Only the lines below starting at the one that contains "Phrase: bike front wheel" and ending at the one that contains "Phrase: distant cyclist" are to be reproduced, exactly and with both ends kept.

----------

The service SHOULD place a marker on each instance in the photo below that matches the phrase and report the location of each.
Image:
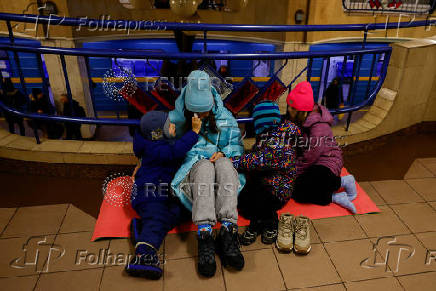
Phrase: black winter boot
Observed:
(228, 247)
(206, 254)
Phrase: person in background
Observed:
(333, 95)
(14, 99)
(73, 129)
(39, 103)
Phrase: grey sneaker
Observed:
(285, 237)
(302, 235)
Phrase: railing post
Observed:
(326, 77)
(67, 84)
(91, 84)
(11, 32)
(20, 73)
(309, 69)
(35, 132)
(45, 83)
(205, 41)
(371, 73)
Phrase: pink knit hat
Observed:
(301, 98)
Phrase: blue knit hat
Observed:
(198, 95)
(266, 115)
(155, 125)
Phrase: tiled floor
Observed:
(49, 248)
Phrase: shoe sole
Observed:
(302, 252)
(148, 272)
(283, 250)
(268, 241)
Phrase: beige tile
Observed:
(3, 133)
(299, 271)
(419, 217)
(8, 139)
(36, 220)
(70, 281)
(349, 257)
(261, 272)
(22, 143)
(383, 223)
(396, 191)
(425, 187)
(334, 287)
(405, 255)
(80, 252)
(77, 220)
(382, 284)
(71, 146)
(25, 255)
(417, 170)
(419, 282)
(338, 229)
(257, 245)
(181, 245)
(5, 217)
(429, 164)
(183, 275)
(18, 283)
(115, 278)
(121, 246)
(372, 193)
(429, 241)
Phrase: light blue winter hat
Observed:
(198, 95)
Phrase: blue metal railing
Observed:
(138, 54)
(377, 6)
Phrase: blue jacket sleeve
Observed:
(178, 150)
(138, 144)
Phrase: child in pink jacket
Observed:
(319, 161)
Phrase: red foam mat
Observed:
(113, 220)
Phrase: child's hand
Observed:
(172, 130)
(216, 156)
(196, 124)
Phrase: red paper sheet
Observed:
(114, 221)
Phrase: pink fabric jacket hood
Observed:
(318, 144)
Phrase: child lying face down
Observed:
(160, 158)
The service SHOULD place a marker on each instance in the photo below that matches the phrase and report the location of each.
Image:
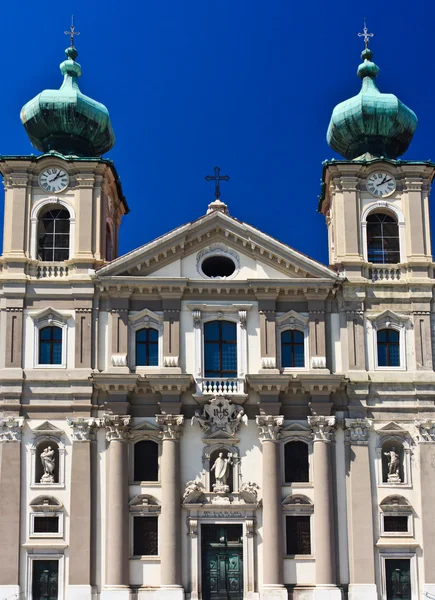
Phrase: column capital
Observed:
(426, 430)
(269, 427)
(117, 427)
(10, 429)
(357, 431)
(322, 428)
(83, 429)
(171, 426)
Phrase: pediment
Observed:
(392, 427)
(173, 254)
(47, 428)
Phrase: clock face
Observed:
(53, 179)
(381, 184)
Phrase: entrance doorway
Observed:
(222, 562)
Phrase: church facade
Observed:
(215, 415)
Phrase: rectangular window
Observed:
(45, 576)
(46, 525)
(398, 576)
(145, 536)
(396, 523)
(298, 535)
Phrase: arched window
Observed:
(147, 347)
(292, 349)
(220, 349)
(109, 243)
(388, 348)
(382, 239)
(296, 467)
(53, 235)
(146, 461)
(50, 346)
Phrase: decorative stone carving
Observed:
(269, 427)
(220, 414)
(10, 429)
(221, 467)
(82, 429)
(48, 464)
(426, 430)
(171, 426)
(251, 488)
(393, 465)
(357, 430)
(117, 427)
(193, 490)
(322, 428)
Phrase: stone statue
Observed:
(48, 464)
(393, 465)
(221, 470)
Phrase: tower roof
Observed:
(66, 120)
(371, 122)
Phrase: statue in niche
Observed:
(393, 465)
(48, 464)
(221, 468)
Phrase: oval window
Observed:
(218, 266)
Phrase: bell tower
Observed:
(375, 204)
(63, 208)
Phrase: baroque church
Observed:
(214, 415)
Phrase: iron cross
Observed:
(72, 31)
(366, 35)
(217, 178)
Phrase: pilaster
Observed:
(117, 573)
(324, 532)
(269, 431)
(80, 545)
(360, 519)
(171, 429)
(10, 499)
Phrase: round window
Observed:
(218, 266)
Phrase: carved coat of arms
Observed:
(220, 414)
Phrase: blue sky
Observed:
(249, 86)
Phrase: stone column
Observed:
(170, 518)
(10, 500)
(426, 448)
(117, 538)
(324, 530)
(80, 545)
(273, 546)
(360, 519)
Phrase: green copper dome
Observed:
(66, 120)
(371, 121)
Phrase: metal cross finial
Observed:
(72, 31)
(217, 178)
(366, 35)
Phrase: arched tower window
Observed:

----------

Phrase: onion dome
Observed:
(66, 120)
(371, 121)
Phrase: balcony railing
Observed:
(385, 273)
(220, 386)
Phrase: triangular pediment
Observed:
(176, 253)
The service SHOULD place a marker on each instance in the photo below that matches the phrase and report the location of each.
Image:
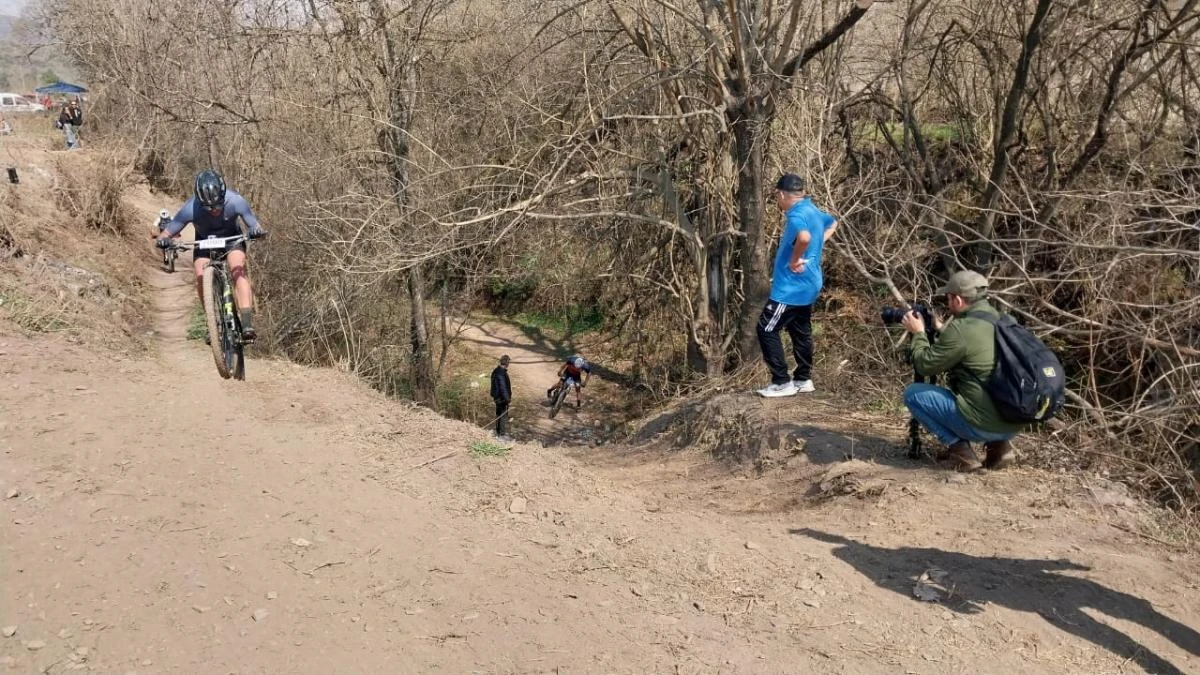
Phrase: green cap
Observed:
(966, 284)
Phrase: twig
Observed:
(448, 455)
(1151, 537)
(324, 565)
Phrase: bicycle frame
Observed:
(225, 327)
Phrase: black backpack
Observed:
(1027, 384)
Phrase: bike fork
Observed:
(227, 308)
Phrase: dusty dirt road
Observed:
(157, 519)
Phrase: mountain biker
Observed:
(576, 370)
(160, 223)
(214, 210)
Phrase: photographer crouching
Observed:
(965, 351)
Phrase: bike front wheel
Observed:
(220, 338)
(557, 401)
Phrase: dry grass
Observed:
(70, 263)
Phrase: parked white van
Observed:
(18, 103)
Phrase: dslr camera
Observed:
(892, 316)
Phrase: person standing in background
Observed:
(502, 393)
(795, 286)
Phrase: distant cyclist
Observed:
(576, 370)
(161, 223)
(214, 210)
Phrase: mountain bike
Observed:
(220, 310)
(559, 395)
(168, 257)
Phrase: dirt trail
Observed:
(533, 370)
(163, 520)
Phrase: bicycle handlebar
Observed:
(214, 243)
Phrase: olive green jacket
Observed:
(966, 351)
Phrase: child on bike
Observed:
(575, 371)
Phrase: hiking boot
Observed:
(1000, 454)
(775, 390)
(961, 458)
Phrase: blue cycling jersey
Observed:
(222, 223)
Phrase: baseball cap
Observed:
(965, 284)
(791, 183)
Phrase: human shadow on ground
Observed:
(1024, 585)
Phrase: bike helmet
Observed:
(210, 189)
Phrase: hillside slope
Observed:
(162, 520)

----------

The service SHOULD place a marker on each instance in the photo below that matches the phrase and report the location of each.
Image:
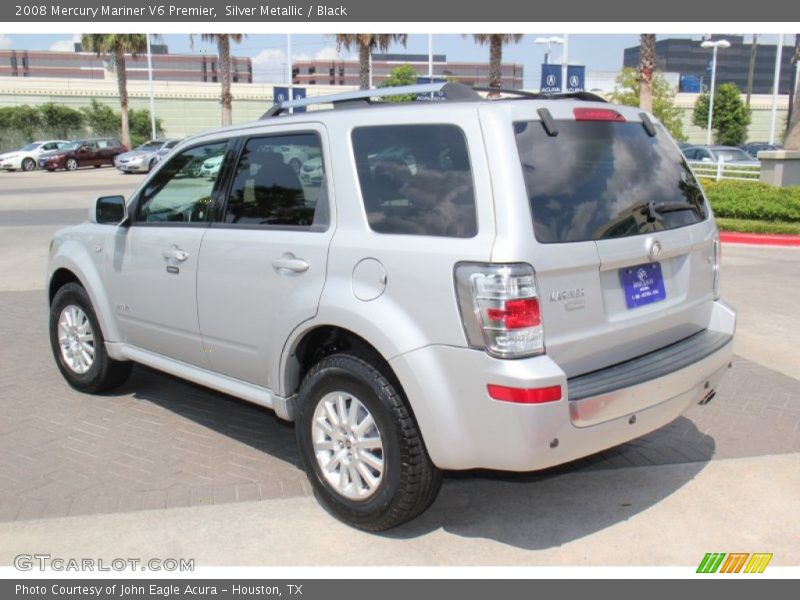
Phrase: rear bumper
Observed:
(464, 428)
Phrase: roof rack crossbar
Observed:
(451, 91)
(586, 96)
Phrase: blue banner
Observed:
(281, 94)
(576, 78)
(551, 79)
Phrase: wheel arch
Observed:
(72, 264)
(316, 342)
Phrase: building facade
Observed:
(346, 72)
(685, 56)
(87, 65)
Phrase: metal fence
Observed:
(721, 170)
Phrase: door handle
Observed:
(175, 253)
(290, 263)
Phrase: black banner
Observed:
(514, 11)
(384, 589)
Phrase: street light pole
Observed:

----------

- **YOUR SOLUTION**:
Phrase: bike front wheel
Observed:
(220, 338)
(557, 401)
Phrase: dry grass
Observed:
(70, 263)
Phrase: parked white van
Observed:
(18, 103)
Phrase: dslr camera
Observed:
(892, 316)
Phrase: person standing in background
Observed:
(502, 393)
(795, 286)
Phrase: distant cyclist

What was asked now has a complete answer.